--- start ---

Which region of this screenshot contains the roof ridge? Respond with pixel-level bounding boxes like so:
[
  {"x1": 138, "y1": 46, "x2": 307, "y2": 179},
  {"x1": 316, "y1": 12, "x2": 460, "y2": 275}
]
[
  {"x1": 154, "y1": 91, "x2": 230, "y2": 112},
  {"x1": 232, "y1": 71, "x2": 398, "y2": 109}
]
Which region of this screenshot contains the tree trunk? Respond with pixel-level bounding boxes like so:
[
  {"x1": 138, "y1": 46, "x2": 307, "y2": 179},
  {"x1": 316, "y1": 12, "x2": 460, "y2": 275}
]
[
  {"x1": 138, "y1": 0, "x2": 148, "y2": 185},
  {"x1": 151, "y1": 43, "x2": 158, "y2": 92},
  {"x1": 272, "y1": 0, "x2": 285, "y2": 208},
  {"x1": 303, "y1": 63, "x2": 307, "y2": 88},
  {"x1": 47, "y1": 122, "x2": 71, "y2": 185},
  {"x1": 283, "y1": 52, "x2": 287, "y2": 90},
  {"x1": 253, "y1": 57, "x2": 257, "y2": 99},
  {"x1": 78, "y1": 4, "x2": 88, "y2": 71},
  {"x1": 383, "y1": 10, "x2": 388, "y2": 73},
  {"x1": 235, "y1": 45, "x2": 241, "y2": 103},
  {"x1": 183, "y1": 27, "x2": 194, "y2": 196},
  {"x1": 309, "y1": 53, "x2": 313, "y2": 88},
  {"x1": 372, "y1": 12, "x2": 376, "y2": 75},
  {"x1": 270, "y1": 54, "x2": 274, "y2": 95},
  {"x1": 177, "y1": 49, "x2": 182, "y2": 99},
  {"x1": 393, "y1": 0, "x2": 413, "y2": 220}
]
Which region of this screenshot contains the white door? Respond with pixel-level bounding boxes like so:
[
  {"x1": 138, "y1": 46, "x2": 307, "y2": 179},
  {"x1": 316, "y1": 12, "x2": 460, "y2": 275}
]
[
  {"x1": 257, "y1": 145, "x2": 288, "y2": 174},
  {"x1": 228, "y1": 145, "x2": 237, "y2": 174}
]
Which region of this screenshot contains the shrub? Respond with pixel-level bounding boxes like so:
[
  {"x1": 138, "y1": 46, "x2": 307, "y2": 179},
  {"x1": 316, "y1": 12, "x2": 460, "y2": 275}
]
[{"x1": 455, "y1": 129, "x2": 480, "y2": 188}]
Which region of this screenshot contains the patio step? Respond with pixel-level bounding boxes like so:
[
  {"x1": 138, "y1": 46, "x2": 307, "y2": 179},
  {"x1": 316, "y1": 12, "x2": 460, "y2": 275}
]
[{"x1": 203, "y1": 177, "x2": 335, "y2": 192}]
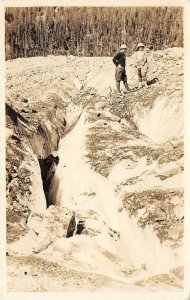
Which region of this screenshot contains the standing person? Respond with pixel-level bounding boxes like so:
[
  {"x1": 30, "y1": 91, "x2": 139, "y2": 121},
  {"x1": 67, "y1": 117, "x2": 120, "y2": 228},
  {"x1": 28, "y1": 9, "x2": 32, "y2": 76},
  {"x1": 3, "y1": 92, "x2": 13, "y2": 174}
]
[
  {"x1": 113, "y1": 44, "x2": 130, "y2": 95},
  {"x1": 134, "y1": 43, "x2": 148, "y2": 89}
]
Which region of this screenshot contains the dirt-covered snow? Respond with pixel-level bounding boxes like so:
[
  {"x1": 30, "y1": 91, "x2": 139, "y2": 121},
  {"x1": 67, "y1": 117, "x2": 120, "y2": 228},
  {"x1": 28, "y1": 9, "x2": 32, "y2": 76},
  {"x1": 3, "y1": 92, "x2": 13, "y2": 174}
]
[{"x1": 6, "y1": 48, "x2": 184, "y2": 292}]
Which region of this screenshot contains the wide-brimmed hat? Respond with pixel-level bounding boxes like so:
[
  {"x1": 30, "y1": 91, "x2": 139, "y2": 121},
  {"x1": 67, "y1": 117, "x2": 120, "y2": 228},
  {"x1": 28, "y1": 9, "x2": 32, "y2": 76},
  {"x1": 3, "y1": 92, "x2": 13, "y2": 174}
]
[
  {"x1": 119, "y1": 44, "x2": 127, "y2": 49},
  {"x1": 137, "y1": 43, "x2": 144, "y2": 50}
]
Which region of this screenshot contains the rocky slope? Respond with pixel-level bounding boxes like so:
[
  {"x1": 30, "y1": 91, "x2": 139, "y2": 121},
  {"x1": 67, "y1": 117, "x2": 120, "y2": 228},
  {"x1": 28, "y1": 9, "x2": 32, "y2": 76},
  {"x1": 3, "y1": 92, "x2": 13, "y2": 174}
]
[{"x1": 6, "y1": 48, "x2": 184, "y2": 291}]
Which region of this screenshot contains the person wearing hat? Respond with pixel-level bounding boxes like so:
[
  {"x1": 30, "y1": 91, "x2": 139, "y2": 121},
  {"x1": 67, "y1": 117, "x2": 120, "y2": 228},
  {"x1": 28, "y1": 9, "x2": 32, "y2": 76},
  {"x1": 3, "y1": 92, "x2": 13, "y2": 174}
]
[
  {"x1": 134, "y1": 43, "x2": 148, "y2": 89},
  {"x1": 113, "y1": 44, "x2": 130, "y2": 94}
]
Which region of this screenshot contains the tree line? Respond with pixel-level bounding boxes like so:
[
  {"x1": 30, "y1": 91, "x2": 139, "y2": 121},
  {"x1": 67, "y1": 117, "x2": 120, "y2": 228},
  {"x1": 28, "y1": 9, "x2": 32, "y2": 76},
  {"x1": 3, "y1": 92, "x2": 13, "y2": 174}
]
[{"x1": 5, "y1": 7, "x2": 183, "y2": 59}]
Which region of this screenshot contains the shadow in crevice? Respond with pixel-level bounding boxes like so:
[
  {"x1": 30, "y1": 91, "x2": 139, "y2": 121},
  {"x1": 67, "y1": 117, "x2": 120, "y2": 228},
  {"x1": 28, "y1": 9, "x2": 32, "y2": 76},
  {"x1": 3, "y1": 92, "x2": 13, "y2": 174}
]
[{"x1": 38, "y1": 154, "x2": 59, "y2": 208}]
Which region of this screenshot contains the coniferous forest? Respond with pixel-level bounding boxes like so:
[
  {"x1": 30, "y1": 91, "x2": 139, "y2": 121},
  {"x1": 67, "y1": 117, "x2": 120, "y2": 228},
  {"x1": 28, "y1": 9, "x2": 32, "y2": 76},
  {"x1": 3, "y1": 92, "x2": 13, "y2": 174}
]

--- end ---
--- start ---

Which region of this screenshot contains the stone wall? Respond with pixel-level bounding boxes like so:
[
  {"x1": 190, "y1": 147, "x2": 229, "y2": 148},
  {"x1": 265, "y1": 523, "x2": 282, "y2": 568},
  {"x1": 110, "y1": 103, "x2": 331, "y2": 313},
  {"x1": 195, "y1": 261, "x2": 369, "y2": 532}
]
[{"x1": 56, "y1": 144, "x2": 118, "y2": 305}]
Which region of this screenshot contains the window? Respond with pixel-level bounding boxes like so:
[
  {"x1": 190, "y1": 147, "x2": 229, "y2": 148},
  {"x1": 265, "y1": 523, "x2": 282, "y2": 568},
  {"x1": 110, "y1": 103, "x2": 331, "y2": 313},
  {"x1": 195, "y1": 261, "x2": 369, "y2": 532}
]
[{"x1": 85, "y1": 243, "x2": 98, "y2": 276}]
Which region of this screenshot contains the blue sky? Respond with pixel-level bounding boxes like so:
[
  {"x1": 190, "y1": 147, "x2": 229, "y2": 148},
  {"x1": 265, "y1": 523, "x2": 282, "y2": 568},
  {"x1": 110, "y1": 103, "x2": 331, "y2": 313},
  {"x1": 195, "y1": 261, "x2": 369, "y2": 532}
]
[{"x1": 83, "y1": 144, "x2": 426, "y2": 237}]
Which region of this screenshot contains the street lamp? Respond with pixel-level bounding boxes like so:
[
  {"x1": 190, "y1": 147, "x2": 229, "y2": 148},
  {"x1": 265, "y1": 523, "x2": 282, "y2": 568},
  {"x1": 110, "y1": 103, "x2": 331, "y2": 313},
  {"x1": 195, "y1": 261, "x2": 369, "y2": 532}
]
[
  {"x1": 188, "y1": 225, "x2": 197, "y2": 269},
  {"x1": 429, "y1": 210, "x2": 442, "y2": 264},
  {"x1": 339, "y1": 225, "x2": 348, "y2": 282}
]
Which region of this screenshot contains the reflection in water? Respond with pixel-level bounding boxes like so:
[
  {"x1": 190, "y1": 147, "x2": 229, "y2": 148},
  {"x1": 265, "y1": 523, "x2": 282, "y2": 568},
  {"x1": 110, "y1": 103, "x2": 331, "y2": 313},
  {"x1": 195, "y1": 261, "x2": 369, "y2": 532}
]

--- end ---

Extract every line of the data above that contains the word "person", treating uppercase and lowercase letters as distinct.

▶ Complete answer
Which region of this screenshot contains the standing person? Respond with pixel-level bounding boxes like so:
Which region of this screenshot contains the person wearing hat? Respond with pixel-level bounding boxes like so:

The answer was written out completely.